Обо всем этом я и попытаюсь рассказать в этой истории, основанной на архивных данных, протоколах съездов, записках самого Иннокентия Георгиевича, воспоминаниях близких ему людей. 
В семье молодого минусинского купца Георгия Павловича Сафьянова и его супруги Пелагеи Ивановны ожидалось радостное событие – прибавление семейства.....Но сама будущая мама была настолько хрупкой и изящной, что внушала опасения: сможет ли до конца выносить и благополучно разродиться здоровым, крепким малышом – первенцем.

И тогда решили, бросив все дела, ехать в Иркутск на поклонение мощам Святого Иннокентия, защитника и покровителя всей Сибири – молить его о благополучном разрешении от бремени и непременно о том, чтобы был мальчик. А дел, оставленных в Минусинске и соседнем Урянхайском крае было немало.
Брату Андрею были поручены торговые фактории в северо-восточной части Тувы. Отсюда в только что созданный в Минусинске музей молодой купец по заданиям своего друга Николая Михайловича Мартьянова, основателя музейного дела в маленьком захолустном городке, привозил разные древности, а также предметы быта мало кому ещё известного урянхайского народа.


Большой деревянный двухэтажный дом в Минусинске, доставшийся старшему сыну в наследство от отца, купца второй гильдии Павла Капитоновича, остался на попечении матушки Анны Емельяновны, ещё проворной женщины, справлявшейся с большей частью домашней работы самостоятельно.
Пелагею Ивановну радовало то, что до отъезда она успела вручить Николаю Михайловичу коллекцию пуговиц и разных тканей, которые удалось собрать ей для полюбившегося музея. С первых дней своего появления в Минусинске молодой провизор Мартьянов подружился с четой Сафьяновых, увлек их своей мечтой создать в Минусинске музей, научные материалы которого не только бы знакомили жителей города и окрестных сёл с прошлым этого богатого и исторически очень интересного края, но помогал бы советами и молодым предпринимателям, и специалистам сельского дела, знакомил бы всех желающих с животным и растительным миром окружающей природы.

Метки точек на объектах
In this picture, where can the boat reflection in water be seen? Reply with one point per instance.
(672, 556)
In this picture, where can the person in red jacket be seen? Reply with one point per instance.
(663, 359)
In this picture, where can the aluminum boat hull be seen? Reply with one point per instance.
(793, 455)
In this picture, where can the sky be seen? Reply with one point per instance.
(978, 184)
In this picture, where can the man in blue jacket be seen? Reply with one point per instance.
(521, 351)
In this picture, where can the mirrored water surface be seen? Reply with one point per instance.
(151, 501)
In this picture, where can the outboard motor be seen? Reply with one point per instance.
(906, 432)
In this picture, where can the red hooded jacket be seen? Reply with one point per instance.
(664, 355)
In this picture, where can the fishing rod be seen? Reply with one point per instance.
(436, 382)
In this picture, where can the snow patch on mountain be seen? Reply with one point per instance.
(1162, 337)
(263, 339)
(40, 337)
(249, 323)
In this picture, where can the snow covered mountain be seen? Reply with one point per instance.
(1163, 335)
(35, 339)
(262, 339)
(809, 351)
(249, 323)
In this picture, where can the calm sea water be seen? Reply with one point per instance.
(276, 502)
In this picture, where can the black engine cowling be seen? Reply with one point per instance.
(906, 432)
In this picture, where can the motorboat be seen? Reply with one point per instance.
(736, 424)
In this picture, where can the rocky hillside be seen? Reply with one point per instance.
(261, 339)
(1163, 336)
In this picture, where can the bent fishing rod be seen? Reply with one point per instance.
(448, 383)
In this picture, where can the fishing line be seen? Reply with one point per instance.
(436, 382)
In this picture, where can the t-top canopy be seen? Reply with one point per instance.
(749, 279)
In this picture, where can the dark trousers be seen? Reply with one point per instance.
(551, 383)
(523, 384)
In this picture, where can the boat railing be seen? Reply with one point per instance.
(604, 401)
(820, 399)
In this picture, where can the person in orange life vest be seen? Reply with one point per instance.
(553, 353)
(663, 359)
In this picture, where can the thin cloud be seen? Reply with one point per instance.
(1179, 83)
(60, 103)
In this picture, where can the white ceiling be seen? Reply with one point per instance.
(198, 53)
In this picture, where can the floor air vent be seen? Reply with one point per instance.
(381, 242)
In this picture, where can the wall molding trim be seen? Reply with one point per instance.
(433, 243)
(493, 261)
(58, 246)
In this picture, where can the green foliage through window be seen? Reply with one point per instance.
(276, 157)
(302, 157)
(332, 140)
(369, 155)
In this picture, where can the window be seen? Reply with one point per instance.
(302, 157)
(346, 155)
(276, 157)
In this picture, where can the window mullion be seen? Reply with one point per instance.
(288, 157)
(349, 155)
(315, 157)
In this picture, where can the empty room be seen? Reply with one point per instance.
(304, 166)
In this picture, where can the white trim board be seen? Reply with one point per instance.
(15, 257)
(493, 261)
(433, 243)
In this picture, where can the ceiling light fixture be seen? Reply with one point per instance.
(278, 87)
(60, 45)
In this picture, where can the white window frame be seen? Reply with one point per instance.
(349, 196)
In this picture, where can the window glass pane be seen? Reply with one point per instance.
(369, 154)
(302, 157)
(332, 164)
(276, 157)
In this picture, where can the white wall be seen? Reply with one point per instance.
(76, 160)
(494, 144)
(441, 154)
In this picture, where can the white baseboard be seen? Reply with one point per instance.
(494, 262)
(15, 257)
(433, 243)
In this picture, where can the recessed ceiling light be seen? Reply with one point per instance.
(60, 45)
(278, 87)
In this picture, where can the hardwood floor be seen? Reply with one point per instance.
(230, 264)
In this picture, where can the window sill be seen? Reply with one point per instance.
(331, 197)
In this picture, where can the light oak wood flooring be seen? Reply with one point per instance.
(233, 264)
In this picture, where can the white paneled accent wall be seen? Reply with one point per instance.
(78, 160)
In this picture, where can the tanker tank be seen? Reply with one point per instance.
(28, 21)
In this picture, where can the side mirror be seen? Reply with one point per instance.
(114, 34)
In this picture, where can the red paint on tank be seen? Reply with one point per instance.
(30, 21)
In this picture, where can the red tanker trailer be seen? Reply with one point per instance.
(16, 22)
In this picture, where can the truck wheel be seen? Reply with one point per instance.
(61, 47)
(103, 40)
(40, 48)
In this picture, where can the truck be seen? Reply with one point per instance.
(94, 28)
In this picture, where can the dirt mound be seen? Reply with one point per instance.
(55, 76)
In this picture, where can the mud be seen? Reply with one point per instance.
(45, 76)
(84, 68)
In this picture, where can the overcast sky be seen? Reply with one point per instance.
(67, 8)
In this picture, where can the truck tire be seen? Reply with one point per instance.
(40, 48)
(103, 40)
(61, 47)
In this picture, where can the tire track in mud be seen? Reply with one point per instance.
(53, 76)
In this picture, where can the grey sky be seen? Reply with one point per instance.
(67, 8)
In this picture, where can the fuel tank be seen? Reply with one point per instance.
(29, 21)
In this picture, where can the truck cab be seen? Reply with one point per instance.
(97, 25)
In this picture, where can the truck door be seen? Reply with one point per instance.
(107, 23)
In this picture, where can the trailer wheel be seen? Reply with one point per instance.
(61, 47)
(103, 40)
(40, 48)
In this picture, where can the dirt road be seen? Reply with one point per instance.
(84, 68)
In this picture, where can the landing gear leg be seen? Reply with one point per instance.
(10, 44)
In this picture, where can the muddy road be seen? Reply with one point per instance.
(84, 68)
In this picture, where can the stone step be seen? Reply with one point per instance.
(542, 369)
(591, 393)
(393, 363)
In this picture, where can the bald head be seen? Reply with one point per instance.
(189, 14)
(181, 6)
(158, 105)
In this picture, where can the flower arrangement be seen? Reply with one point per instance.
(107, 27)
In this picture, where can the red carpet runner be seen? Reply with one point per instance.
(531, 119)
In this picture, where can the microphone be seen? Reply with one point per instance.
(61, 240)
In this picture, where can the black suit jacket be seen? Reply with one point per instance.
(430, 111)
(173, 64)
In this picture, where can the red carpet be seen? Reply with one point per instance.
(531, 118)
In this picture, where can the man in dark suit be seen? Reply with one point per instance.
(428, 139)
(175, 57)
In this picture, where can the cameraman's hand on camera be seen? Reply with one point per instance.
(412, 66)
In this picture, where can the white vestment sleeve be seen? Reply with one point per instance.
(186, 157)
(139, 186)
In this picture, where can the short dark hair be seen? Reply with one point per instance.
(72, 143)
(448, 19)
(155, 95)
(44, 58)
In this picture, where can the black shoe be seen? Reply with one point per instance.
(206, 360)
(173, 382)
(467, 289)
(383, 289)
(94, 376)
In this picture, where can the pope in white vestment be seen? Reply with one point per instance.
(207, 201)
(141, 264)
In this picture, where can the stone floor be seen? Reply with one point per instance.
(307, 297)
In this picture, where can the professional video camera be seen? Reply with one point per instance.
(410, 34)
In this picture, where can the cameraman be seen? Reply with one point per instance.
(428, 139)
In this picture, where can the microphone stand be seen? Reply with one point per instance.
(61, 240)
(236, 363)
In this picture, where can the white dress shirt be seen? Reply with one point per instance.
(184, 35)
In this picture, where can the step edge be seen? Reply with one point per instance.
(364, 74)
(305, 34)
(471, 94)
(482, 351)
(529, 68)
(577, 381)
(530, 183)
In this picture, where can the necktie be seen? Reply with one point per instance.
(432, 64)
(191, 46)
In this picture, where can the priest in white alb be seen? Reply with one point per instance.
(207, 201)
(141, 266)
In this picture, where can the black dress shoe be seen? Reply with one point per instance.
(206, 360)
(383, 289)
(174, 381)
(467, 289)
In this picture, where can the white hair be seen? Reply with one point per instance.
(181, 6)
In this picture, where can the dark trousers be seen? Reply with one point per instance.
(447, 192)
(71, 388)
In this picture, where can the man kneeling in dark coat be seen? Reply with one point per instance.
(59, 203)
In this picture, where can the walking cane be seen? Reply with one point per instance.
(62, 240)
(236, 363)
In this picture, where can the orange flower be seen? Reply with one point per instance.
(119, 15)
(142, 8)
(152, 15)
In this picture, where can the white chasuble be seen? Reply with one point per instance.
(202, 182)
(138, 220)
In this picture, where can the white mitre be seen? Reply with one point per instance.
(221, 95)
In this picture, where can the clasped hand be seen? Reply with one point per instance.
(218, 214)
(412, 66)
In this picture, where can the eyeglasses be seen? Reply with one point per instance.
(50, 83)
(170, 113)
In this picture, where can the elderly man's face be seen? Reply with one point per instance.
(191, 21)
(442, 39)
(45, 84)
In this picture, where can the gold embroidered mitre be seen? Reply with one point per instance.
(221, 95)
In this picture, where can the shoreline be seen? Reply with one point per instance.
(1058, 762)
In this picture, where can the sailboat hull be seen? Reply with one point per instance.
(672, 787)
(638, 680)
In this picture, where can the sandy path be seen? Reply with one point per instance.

# КОРОТКОЕ ЗАДАНИЕ 1:
Назовите все географические названия, упомянутые в отрывке о семье Сафьяновых.
# КОРОТКОЕ ЗАДАНИЕ 2:
Изложите отрывок о семье Сафьяновых в двух предложениях.
# КОРОТКОЕ ЗАДАНИЕ 3:
Замените «провизор» на «аптекарь» и приведите отрывок о семье Сафьяновых от слов «Пелагею Ивановну радовало» до слов «миром окружающей природы.» включительно.
Записи для выполнения заданий не понадобятся.

# ПИСЬМЕННЫЙ ОТВЕТ 1:
Минусинск, Иркутск, Сибирь, Урянхайский край, Тува.

# ПИСЬМЕННЫЙ ОТВЕТ 2:
В семье минусинского купца Георгия Павловича Сафьянова и его супруги Пелагеи Ивановны ждали первенца, и, опасаясь за хрупкую будущую мать, супруги решили ехать в Иркутск к мощам Святого Иннокентия молить о благополучных родах и о рождении мальчика. Торговые фактории в Туве поручили брату Андрею, дом в Минусинске остался на попечении матушки Анны Емельяновны, а Пелагея Ивановна до отъезда успела передать Николаю Михайловичу Мартьянову для музея коллекцию пуговиц и тканей.

# ПИСЬМЕННЫЙ ОТВЕТ 3:
Пелагею Ивановну радовало то, что до отъезда она успела вручить Николаю Михайловичу коллекцию пуговиц и разных тканей, которые удалось собрать ей для полюбившегося музея. С первых дней своего появления в Минусинске молодой аптекарь Мартьянов подружился с четой Сафьяновых, увлек их своей мечтой создать в Минусинске музей, научные материалы которого не только бы знакомили жителей города и окрестных сёл с прошлым этого богатого и исторически очень интересного края, но помогал бы советами и молодым предпринимателям, и специалистам сельского дела, знакомил бы всех желающих с животным и растительным миром окружающей природы.